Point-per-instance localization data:
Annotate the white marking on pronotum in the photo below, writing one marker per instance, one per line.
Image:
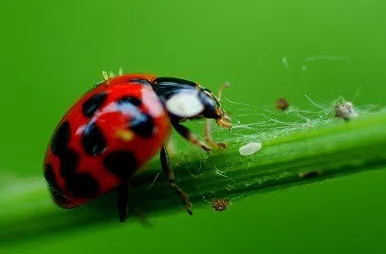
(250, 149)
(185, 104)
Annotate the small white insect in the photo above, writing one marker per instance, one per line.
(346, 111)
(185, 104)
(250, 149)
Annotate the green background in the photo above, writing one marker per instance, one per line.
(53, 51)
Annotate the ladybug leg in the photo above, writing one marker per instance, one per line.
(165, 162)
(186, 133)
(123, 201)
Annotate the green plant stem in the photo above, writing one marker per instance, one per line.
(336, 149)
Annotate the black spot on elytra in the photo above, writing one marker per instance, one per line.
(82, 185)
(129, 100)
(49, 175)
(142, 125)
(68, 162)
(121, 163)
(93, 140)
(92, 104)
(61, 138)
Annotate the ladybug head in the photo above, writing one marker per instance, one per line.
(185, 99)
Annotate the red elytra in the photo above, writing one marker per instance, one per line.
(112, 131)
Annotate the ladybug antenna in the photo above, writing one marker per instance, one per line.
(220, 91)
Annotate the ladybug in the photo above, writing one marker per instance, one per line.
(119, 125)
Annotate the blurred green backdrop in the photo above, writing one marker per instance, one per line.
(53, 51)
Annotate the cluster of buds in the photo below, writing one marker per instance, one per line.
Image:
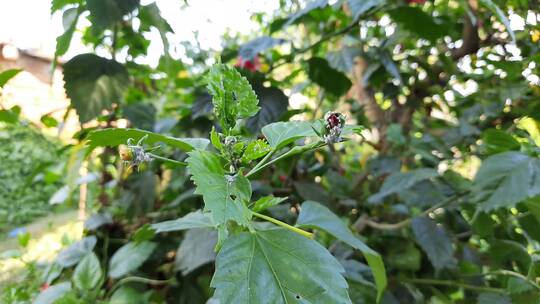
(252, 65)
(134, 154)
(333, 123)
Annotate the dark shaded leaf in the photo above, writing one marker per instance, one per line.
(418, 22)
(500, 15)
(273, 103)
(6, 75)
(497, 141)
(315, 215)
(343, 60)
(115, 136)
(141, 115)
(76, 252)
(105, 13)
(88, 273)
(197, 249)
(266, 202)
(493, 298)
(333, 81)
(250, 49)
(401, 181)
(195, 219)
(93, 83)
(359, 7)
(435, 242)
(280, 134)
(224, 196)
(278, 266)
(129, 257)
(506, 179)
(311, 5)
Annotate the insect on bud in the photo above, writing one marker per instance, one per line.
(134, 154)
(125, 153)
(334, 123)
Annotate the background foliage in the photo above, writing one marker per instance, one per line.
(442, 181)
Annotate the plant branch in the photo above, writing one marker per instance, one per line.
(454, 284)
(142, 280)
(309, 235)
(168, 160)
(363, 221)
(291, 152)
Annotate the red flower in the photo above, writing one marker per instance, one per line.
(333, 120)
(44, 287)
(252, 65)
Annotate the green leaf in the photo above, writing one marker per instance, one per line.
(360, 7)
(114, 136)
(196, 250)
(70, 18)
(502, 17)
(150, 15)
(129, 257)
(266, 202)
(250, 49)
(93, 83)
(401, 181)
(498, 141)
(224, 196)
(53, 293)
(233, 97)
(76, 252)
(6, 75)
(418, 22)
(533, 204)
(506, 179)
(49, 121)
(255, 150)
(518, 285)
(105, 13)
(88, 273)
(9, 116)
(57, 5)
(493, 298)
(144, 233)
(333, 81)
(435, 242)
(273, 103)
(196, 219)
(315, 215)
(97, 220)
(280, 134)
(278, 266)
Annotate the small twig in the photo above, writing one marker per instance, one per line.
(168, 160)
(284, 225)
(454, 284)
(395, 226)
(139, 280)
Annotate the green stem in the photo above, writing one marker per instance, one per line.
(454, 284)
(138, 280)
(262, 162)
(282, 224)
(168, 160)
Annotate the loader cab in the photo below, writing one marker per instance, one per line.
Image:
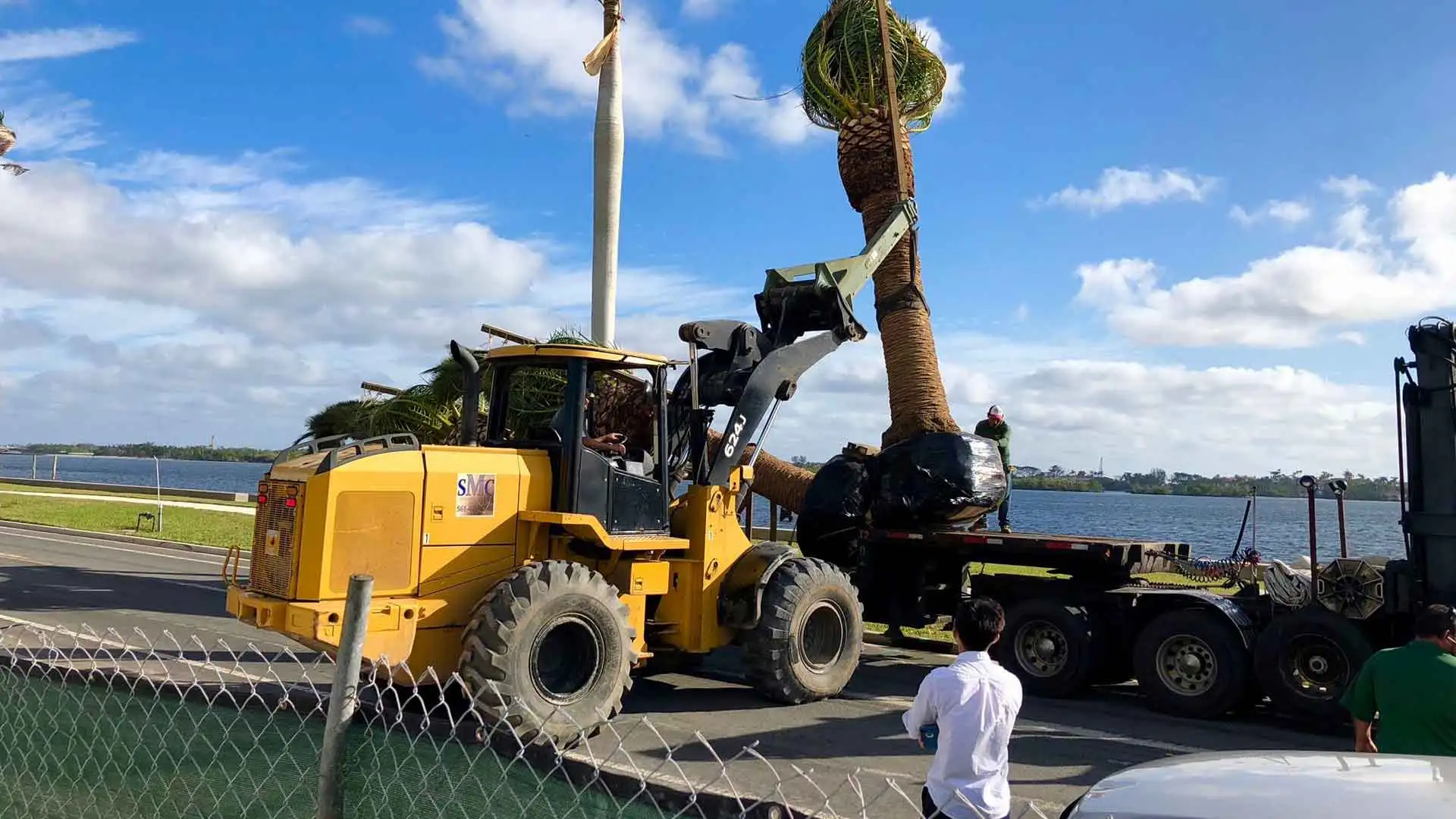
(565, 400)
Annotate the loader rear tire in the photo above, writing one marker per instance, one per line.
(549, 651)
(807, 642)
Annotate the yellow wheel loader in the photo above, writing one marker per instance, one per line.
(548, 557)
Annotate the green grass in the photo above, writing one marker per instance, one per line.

→ **WORK ITEM**
A faithful copy of all the entries is required, pictures excluded.

→ **WRITTEN SOLUTION**
Annotate the white marking on pronotum in the photo below, writing one marker per instance, one per line.
Image:
(250, 149)
(185, 104)
Annotate the small white insect in the photo above, writing one marker per instance, one per line.
(346, 111)
(185, 104)
(250, 149)
Annotate the green background in the photo above, writing one marker per instance, one per line.
(53, 51)
Annotate the ladybug leg in the photo above, writing one marker per instance, one per line.
(165, 162)
(186, 133)
(123, 201)
Annotate the green plant stem in the photo above, writing one marker per instance, one per line.
(336, 149)
Annotate the black spot on elytra in the photo above, writing one marker per instance, one per line.
(82, 185)
(129, 100)
(49, 175)
(142, 125)
(68, 162)
(121, 163)
(93, 140)
(92, 104)
(61, 138)
Annotate the ladybug head in the photo above, writing one marker per instance, one per line.
(185, 99)
Annotate the red elytra in the photo above, writing one marker per instance, one per line.
(112, 131)
Annotate the ladybug antenna in the photo above, writing one marker per instance, one per line.
(220, 91)
Annotate the ladybug in the photo above, writing one marker per instance, one per line.
(119, 125)
Annotate the blurred green backdrop in the photo above, writing one marker per instance, one per line.
(53, 51)
Annotate the cluster of buds in the photo below, writing one marker per instance, one per line.
Image:
(252, 65)
(134, 154)
(333, 123)
Annotate the dark shaded leaf in the photo above, writing one marker per instance, one per line.
(418, 22)
(500, 15)
(273, 103)
(6, 75)
(497, 141)
(315, 215)
(343, 60)
(115, 136)
(141, 115)
(76, 252)
(105, 13)
(88, 273)
(197, 249)
(266, 202)
(493, 298)
(333, 81)
(250, 49)
(401, 181)
(195, 219)
(93, 83)
(359, 7)
(435, 242)
(280, 134)
(224, 196)
(278, 266)
(129, 257)
(506, 179)
(311, 5)
Annotate the insect on bud in the photo above, writing one marker per instance, one per line.
(134, 154)
(125, 153)
(334, 123)
Annotate the background foliage in the photo above, writing one marker per instance, one per line.
(442, 181)
Annotate the plant branch in the photo above, writing one marker per instance, one per line.
(454, 284)
(142, 280)
(309, 235)
(168, 160)
(363, 221)
(291, 152)
Annotate the red flower in the photo above, writing one marker per instance, one per line.
(333, 120)
(44, 287)
(252, 65)
Annotate the green leaf in the photo above, writing one marker per instance, one per line.
(360, 7)
(114, 136)
(196, 250)
(70, 18)
(502, 17)
(150, 15)
(129, 257)
(266, 202)
(250, 49)
(93, 83)
(401, 181)
(498, 141)
(224, 196)
(53, 293)
(233, 97)
(76, 252)
(6, 75)
(418, 22)
(533, 204)
(506, 179)
(49, 121)
(255, 150)
(518, 285)
(105, 13)
(88, 273)
(9, 116)
(57, 5)
(493, 298)
(144, 233)
(333, 81)
(435, 242)
(273, 103)
(196, 219)
(315, 215)
(97, 220)
(280, 134)
(278, 266)
Annotate the small twig in the photo above, writing one marker per instance, one per line.
(168, 160)
(284, 225)
(454, 284)
(395, 226)
(139, 280)
Annotate the green stem in the photo above, writing one marker per instance, one per line.
(454, 284)
(138, 280)
(262, 162)
(282, 224)
(168, 160)
Annotate the loader cab in the photo below, writing one marker per instance, one per line.
Image:
(565, 400)
Annotate the loader rear tire in the photo above, writing one marker per instance, one per line.
(549, 651)
(807, 642)
Annotate the yellow wheel loader in the photo above, writing one marker per instance, one per line.
(548, 557)
Annotate the green grass in the photo above, writing one marker per instance, one per line.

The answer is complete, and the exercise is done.